8. «Котлован», Андрей Платонов
Повесть-притча, сатира на советский строй, написанная в 1930 году. В сатирическом смысле к повести, в качестве эпиграфа подошли бы слова Чебурашки: «Мы строили, строили, и наконец построили!» Общество в первую пятилетку своего существования планирует построить «общий дом». Однако на определенном этапе к строителям приходит понимание, что на старых обломках не построишь чего-то путного. Стройка так и заканчивается котлованом.
9. «Не отпускай меня», Кадзуо Исигуро
Роман 2006 года английского писателя находится в сотне лучших англоязычных произведений. В 2010 году был экранизирован. Роман написан от лица женщины, работавшей в специальном интернате, где детей «выращивали» путем клонирования в качестве живых доноров для пересадки органов. Она рассказывает о судьбе двух своих друзей и собственной судьбе, так как ее тоже «растили» для донорства….
10. «Бойня номер пять, или Крестовый поход детей», Курт Воннегут
Во время войны автор пережил бомбардировку в Дрездене. Собственно об этом его автобиографическое произведение. Воннегут – один из 7 американских пленных, выживших после этой бомбежки. Днем их держали на скотобойне №5, а во время налетов – в подвалах, где хранились мясные туши. В романе добавлен фантастический элемент.
Главный герой – американский апатичный солдат, переживающий посттравматический шок после бомбежек. Он рассказывает, что его забирают на некую планету. Пришельцы научили видеть его в четырех измерениях. В результате, Билли засыпает пожилым овдовевшим человеком, а просыпается в свой свадебный день. Живя в 1955 году, он входит в дверь, а в 1941 – выходит из нее. Главное — правильно выбрать двери, чтобы не попасть на бойню №5.
11. «Приглашение на казнь», Владимир Набоков
Фантастические элементы не позволяют точно определить ни место, ни время действия событий. Главного героя заключают в крепость за то, что он «непонятен» обществу. Отец его тоже был таким. Судебный процесс над ним абсурден. Смертный приговор объявляется с фарсом: «С любезного разрешения публики…». Чтобы отрубить ему голову, на казнь героя ведут с издевательствами. В этих жутких иллюзиях настоящим человеком оказывается только он.
12. «Улитка на склоне», Аркадий и Борис Стругацкие
Авторы считали этот роман самым значительным произведением. Он имел сложную судьбу и долго печатался частями в журналах. Только через 22 года после первой публикации вышла полная его версия. Роман делится на две части, слабо связанные между собой. Читатель знакомится с двумя разными обществами. Эти два различных мира, существующих по своим законам, представляют двое ученых. Оба ищут истину, но каждый собственным путем.

[Извлеченные данные]
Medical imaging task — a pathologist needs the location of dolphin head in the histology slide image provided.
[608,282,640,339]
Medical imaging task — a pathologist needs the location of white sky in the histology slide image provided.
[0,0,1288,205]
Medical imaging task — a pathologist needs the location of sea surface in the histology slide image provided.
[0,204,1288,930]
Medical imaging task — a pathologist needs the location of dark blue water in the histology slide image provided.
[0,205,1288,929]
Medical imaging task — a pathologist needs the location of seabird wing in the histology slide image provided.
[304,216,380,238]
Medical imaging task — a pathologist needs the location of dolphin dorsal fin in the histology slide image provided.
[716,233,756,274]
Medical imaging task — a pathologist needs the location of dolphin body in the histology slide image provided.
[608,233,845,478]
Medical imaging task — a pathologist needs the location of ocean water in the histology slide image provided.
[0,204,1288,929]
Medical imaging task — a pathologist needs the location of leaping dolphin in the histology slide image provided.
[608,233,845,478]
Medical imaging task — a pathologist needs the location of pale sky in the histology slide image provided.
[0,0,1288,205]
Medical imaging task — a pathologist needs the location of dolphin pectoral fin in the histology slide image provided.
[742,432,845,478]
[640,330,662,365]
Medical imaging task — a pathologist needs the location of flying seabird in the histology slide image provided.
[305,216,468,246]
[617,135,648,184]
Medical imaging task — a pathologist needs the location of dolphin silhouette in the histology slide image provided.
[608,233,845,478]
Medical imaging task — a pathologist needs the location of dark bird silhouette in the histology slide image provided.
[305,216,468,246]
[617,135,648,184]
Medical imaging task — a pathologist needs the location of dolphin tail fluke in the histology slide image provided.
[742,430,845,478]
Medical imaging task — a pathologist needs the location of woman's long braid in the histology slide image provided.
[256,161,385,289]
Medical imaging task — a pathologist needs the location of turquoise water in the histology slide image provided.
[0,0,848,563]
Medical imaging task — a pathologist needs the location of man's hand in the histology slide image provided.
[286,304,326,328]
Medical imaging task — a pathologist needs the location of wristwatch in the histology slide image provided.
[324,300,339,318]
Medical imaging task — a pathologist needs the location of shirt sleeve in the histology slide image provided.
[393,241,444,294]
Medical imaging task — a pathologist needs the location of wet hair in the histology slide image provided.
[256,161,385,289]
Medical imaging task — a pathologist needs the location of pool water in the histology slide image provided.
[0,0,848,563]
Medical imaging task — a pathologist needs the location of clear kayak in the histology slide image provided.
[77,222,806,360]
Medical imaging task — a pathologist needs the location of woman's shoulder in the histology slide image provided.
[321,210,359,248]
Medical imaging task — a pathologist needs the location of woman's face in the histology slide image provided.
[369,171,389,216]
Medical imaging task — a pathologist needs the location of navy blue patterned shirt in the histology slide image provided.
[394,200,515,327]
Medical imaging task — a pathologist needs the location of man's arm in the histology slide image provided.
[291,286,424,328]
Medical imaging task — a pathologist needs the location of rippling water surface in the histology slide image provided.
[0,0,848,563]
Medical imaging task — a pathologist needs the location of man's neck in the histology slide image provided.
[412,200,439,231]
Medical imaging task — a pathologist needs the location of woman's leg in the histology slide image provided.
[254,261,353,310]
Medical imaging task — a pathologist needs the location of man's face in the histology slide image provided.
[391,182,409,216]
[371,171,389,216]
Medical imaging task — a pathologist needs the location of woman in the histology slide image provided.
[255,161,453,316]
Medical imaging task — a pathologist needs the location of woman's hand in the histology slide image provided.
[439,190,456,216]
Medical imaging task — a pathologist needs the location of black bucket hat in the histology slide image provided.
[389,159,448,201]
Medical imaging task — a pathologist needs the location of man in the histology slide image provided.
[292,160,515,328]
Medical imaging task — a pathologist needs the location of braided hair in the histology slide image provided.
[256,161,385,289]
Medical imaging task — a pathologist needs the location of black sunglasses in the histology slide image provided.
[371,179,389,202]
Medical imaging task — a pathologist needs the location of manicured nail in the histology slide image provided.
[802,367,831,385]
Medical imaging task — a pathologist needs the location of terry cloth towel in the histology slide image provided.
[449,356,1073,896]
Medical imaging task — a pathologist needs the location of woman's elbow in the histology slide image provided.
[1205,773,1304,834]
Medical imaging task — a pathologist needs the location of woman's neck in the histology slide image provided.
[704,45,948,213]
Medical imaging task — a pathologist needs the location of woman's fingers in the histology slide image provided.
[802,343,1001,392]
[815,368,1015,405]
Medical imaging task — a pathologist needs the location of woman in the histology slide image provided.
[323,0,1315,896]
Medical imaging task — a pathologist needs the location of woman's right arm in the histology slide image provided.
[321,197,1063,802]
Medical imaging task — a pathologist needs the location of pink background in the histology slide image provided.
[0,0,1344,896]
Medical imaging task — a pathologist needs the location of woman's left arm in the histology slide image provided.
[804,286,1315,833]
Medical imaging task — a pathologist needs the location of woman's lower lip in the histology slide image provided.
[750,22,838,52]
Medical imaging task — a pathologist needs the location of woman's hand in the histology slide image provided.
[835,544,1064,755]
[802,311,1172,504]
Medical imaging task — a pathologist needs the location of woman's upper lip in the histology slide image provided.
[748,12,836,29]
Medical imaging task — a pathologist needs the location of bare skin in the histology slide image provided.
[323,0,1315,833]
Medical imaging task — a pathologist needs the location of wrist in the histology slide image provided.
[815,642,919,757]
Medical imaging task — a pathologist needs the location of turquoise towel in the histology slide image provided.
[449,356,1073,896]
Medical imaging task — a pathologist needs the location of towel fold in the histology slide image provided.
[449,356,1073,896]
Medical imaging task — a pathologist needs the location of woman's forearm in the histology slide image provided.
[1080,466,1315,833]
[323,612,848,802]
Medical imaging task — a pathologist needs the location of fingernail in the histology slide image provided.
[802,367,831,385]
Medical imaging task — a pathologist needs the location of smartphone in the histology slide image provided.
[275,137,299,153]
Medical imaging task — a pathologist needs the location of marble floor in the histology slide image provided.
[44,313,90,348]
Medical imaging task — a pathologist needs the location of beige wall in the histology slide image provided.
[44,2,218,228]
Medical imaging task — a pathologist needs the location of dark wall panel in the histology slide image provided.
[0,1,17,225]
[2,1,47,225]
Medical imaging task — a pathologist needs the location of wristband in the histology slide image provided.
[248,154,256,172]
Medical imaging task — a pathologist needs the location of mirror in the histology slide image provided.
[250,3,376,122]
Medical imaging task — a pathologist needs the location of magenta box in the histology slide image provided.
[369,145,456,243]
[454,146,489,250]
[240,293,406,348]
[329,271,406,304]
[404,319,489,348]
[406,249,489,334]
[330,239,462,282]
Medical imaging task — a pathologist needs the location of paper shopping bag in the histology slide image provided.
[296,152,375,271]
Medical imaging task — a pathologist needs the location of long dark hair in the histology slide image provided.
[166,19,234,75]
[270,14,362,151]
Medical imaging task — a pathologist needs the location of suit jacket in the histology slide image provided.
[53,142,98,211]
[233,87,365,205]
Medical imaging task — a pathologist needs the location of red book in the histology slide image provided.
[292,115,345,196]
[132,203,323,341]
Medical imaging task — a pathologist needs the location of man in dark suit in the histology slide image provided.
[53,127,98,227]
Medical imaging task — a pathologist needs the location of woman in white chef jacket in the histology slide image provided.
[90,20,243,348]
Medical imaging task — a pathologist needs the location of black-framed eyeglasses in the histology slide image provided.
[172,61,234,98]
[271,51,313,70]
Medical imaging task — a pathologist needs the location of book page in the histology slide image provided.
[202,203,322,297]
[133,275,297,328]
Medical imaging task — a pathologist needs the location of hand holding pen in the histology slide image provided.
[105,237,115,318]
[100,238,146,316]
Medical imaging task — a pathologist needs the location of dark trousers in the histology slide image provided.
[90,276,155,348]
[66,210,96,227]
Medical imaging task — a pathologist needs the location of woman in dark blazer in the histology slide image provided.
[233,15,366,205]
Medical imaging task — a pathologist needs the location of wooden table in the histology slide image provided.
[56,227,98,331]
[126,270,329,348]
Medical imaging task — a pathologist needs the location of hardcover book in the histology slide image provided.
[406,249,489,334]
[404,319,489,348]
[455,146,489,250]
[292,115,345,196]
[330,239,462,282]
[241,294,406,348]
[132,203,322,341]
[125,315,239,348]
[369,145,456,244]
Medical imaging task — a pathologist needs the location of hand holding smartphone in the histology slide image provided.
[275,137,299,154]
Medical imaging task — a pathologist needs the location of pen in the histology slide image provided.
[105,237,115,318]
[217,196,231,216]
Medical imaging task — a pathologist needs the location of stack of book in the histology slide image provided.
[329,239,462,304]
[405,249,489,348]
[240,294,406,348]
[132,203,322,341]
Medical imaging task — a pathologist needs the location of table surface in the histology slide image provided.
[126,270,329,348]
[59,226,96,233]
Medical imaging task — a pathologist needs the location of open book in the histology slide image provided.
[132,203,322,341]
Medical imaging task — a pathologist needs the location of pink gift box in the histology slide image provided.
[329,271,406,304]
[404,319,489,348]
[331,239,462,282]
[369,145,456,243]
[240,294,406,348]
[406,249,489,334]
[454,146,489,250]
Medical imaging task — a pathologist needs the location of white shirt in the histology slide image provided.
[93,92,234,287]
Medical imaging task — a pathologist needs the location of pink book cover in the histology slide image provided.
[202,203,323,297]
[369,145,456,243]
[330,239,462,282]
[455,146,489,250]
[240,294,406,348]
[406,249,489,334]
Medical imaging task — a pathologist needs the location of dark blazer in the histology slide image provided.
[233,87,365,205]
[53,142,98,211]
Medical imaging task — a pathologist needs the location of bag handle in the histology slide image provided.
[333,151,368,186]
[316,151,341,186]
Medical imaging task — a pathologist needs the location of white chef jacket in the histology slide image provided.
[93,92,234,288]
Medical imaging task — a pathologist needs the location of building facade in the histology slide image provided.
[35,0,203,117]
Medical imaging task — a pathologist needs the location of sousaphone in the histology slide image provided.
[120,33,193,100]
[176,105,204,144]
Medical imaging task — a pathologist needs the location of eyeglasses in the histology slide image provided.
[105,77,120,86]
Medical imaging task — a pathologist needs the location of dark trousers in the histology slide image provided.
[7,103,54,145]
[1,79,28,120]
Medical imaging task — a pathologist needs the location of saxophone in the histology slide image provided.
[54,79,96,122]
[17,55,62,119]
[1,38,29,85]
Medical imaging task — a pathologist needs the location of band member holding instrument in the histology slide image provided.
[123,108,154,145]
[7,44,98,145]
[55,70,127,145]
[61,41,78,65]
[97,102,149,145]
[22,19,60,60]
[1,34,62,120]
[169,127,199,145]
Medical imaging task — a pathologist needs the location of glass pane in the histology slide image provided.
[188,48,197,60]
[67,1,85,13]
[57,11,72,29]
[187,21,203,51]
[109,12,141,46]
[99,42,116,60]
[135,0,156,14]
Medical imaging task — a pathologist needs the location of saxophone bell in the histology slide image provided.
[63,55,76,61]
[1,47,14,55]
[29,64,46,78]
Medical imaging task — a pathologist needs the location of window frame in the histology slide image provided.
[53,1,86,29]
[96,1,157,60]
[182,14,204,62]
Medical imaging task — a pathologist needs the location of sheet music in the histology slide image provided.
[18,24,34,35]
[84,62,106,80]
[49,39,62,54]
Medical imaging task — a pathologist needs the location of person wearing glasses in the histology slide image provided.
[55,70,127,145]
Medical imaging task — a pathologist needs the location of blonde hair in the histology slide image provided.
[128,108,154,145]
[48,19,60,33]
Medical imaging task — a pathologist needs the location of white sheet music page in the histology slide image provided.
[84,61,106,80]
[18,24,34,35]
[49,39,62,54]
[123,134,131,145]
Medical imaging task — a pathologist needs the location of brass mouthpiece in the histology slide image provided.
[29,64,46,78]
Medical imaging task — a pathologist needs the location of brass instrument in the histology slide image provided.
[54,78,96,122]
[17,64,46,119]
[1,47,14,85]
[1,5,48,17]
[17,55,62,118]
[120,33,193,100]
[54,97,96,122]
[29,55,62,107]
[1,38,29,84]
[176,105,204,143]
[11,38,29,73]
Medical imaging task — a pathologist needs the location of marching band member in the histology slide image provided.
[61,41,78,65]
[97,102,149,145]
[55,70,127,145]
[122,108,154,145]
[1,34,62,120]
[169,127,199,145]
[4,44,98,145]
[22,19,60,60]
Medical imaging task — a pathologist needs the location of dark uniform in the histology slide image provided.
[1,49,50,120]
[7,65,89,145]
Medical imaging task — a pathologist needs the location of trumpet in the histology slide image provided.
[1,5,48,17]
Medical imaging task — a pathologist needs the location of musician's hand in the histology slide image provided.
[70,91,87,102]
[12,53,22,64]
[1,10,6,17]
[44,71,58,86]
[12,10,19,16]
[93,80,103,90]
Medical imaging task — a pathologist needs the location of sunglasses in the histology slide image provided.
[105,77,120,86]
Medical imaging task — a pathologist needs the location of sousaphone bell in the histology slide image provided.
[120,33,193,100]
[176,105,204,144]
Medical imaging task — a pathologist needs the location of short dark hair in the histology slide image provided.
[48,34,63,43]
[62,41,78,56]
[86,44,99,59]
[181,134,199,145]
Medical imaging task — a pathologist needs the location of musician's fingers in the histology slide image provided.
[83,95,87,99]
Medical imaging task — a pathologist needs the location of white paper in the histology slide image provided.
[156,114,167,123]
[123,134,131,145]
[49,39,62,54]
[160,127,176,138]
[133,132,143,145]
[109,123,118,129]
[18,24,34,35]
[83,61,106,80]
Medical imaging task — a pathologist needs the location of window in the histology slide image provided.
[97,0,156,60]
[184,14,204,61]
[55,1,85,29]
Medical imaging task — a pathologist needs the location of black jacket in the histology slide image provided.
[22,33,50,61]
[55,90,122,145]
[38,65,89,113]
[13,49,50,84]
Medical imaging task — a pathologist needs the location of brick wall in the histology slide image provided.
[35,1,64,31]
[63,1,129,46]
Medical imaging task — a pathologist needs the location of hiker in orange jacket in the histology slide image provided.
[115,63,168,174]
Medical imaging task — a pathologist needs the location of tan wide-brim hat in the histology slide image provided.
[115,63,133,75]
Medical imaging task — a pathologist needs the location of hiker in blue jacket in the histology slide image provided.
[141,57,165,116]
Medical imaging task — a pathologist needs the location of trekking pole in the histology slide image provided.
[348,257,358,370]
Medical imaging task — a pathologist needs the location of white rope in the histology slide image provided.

[Задание A] Перечислите названия всех произведений, описанных в отрывке о книгах.
[Задание B] Обновите часть отрывка о книгах, начиная с «Главный герой –» и заканчивая «на бойню №5.»: замените «свой свадебный день» на «день своей свадьбы».

[Итоговый ответ A]
«Котлован»
«Не отпускай меня»
«Бойня номер пять, или Крестовый поход детей»
«Приглашение на казнь»
«Улитка на склоне»

[Итоговый ответ B]
Главный герой – американский апатичный солдат, переживающий посттравматический шок после бомбежек. Он рассказывает, что его забирают на некую планету. Пришельцы научили видеть его в четырех измерениях. В результате, Билли засыпает пожилым овдовевшим человеком, а просыпается в день своей свадьбы. Живя в 1955 году, он входит в дверь, а в 1941 – выходит из нее. Главное — правильно выбрать двери, чтобы не попасть на бойню №5.